╔══

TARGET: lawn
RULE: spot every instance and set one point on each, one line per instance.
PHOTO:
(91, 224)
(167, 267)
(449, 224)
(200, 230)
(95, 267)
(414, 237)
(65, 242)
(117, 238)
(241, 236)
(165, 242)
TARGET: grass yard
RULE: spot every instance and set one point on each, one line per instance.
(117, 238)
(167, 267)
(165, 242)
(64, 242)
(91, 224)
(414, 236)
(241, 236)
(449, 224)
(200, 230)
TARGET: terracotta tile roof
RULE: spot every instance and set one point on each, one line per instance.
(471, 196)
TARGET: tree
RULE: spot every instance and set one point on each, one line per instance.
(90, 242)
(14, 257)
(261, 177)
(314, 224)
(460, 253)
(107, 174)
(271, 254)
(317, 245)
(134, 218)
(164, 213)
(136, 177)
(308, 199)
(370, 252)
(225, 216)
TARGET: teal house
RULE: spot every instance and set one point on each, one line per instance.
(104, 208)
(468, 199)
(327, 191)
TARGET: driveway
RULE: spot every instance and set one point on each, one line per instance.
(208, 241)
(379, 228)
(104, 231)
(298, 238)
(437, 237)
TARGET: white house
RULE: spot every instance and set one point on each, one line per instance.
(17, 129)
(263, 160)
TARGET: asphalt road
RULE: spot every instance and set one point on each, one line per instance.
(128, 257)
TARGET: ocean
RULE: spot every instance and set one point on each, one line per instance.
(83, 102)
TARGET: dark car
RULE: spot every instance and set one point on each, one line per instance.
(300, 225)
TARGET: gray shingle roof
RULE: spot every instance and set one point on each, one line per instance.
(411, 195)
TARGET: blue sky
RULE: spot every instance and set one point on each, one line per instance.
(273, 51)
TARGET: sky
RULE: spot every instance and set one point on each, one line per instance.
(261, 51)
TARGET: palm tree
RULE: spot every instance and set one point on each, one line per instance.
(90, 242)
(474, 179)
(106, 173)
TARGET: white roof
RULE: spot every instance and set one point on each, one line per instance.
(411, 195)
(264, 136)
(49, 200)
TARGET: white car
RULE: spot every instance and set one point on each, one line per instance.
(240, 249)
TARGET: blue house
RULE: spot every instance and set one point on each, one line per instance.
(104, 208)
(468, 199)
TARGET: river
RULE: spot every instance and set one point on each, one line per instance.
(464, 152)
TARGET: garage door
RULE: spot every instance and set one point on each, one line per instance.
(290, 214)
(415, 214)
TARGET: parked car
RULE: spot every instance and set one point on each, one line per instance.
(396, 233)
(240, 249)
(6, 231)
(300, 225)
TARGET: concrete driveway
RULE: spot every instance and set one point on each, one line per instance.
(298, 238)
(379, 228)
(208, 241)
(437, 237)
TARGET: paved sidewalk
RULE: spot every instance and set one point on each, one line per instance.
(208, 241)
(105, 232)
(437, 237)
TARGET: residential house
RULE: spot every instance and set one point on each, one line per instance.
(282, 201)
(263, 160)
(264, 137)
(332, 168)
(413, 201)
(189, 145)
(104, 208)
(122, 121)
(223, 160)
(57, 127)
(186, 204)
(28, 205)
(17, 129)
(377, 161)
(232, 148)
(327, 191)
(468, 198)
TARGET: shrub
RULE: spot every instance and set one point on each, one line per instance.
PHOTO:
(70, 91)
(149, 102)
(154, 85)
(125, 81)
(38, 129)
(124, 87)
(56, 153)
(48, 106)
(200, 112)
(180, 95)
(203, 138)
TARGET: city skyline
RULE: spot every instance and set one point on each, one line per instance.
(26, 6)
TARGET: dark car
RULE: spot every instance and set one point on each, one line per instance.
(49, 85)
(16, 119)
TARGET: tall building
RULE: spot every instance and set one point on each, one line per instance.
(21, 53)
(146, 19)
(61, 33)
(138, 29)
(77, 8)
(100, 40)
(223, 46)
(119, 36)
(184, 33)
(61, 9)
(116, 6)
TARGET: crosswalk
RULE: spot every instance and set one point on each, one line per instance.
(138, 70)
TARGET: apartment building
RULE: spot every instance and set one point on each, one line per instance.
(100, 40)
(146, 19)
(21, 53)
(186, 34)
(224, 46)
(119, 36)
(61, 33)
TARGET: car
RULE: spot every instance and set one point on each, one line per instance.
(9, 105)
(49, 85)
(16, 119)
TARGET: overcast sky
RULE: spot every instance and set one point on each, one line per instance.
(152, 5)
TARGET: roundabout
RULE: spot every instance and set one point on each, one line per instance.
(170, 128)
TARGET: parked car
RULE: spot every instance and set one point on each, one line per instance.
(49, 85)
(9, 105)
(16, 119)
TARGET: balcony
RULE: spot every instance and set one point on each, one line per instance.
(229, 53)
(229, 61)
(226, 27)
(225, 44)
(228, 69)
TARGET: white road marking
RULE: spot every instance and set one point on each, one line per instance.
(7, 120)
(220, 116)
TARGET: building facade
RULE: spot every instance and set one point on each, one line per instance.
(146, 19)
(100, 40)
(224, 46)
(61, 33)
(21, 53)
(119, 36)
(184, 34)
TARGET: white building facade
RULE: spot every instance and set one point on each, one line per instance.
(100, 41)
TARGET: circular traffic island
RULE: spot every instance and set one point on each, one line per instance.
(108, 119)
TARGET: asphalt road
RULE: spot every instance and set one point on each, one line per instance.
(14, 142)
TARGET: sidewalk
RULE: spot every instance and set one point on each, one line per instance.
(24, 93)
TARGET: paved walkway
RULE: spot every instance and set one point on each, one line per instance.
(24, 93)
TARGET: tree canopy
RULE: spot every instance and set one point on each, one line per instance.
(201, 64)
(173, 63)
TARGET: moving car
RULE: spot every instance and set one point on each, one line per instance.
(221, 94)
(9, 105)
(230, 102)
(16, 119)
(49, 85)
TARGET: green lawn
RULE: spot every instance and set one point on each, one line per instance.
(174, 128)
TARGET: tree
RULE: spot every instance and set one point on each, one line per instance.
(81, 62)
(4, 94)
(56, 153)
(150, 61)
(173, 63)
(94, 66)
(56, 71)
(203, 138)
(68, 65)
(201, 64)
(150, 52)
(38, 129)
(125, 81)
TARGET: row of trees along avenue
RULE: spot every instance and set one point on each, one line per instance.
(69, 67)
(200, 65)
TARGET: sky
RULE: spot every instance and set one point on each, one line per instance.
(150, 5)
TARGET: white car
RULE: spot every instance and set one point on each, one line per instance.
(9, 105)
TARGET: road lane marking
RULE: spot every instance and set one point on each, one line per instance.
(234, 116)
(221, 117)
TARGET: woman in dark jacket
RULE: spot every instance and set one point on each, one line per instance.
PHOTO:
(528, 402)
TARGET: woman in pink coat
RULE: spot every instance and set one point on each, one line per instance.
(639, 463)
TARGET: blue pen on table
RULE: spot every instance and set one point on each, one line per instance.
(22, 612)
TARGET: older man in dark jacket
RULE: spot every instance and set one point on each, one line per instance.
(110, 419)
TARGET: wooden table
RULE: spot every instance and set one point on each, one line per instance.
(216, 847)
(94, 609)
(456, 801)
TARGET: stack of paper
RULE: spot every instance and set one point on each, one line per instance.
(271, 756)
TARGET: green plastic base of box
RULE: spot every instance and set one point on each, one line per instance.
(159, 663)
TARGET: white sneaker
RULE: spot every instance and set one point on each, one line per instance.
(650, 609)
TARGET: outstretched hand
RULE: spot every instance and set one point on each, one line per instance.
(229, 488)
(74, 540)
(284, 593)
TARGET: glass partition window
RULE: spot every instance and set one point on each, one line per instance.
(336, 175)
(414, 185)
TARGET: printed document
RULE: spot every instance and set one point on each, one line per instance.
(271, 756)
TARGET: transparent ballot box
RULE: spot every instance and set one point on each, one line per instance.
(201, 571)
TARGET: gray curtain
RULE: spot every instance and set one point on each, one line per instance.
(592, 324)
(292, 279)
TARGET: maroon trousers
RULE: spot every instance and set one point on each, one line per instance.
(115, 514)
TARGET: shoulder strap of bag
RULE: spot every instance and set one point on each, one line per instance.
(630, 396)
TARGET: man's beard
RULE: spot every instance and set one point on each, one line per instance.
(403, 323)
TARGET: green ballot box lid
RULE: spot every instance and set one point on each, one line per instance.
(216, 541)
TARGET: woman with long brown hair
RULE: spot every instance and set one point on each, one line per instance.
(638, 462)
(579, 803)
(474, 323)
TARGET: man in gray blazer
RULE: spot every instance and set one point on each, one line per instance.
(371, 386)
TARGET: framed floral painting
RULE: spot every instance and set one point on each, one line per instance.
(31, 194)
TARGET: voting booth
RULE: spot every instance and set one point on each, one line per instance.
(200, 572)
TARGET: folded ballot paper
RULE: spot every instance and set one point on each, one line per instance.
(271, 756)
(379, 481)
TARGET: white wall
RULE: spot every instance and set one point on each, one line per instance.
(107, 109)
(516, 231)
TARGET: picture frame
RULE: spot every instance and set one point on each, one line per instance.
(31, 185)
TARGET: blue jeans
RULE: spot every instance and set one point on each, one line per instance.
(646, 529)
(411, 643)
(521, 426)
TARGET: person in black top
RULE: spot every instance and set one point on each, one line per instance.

╚══

INSTRUCTIONS FOR THE TASK: Find the line containing "TARGET: white wall" in the data above. Please transcribe it and every line after it, exactly.

RESPONSE:
TARGET: white wall
RULE: spot every instance and set one point on each, one line per instance.
(107, 109)
(516, 231)
TARGET: picture frame
RULE: spot every instance and set one point on each, one line per instance.
(31, 185)
TARGET: blue jeans
RULE: spot every instance and set one point on each, one line per instance.
(646, 529)
(411, 643)
(521, 426)
TARGET: person in black top
RULE: spot every instance and set one point on each, one line per instance.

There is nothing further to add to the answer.